→ PAGE EXTRACT:
-- start --

Do You Have the Will to Win?
Winning isn’t always about talent and skills. Winning is an attitude. Everyday you see people with less skill and talent being successful. They’ve tapped into a place that pushes them past their competition. It’s the will to win.
“Chess is a test of wills”
The essence of any conflict is confrontation between two opposing wills, as in the above quote by the great Paul Keres. Or as Fischer put it: “Chess is war over the board. The object is to crush the opponent’s mind.”
It is like two wrestlers locked up in a hold, each using force and counterforce trying to throw the other. It’s a dynamic interplay, a process of continuous mutual adaptation, of give and take, move and countermove. This is true for warfare, chess as a no-blood-spilled representation of it, sport or business competition, interpersonal or international relations.
The fundamental purpose of warfare is the destruction of the opponent’s strength, and, even more importantly, his will to fight. The objective in any conflict is to impose your will on your competitor. While you try to impose your will on them, they resist you and seek to impose their will on you.
Seen as a clash between two opposing wills, chess may appear a simple game. In fact it is extremely difficult because of the countless factors involved. These factors taken together may be called friction.
Friction may be imposed by enemy action in the current situation on the board. For example, as in effective enemy fire, or some obstacles in the way the opponent put up his defenses that you have to overcome.
Friction may also be mental, or self-induced, caused by such factors as lack of a clearly defined goal, an indecision over a course of action, lack of confidence or other psychological factors.
While striving yourself to overcome the effects of friction, you must attempt at the same time to raise your enemy’s friction to a level that weakens his ability to fight.
That’s Dr. Lasker’s Law of Struggle: follow linea minoris resistentiae. You should always take action that puts up the stiffest resistance to the competitor, while looking for the line of least resistance for your team.
Now the question is how you should impose your will on them in an environment where friction abounds? Through organized application of force (or mere threats of using force). In chess it’s threat-of-attack—attack—capture sequence. In war it’s use of all those means of annihilation of enemy and his assets.
Since your goal is not merely the cumulative attrition of enemy strength, you must have some larger scheme for how to gain some distinct advantage and ultimately achieve victory. Before anything else you must establish what you want to accomplish, why and how. Without the concept, the necessary unity of effort is inconceivable.
Shaping the opponent
Before you engage and clash with the opponent you have to prepare the battlefield. Basically, all actions in warfare are based upon either taking the initiative or reacting in response to the opponent. By taking initiative you dictate the terms of the conflict. You must seize the advantage through initiative and offense and force the enemy to meet you on your terms at the time and place of your choosing. To master the enemy in this manner is what Sun Tzu means by “shaping.”

-- end --

→ DATASET CONTENT:
-- start --

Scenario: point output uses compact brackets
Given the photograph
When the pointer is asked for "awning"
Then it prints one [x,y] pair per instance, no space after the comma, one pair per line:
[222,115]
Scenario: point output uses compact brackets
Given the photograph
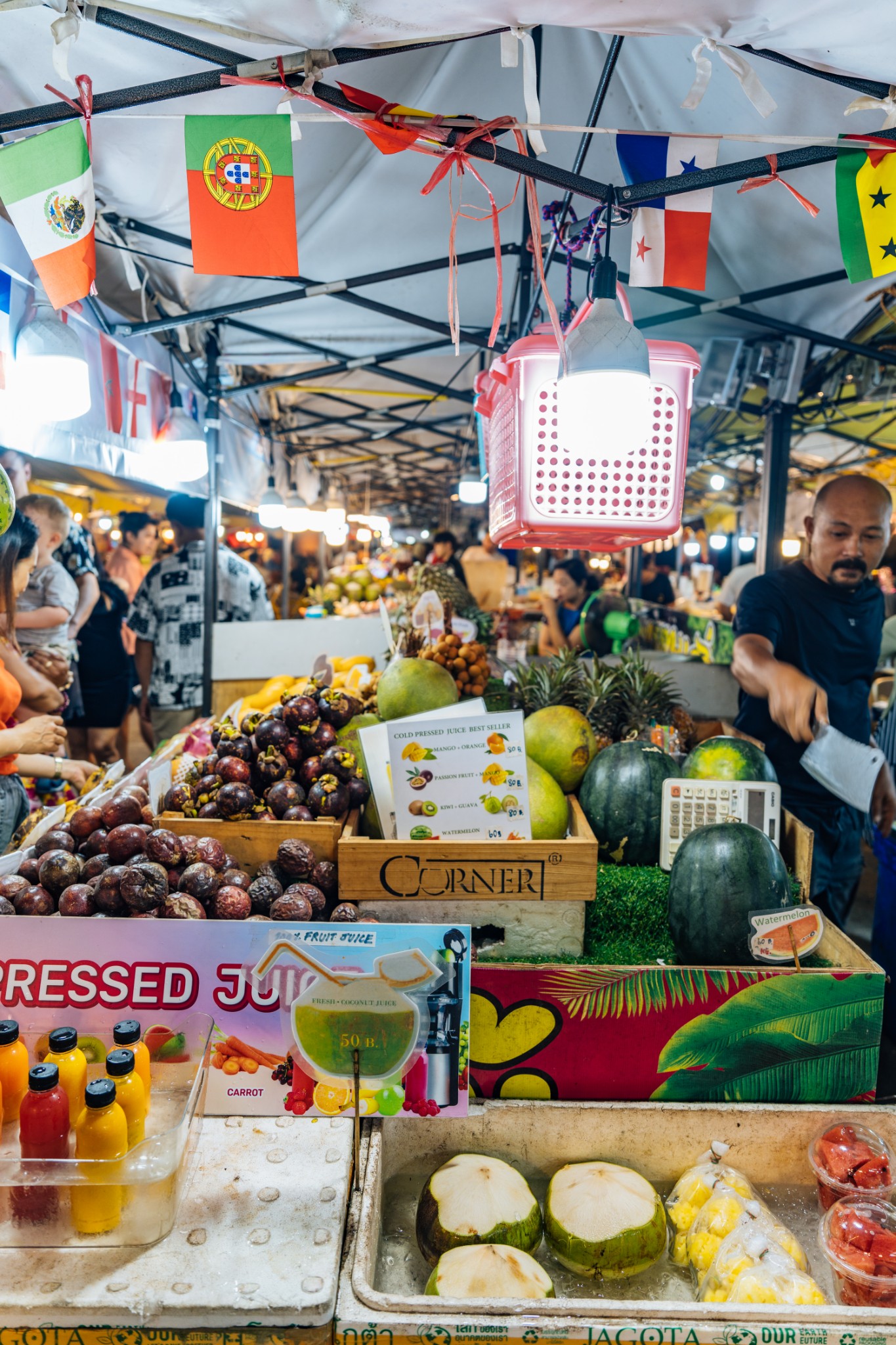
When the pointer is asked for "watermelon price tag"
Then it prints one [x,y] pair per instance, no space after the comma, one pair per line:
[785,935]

-- end --

→ WHAT NEEDS TO BE DONE:
Name every person the will-to-win article mentions by name.

→ COMPLETE RESPONSE:
Paul Keres, Fischer, Dr. Lasker, Sun Tzu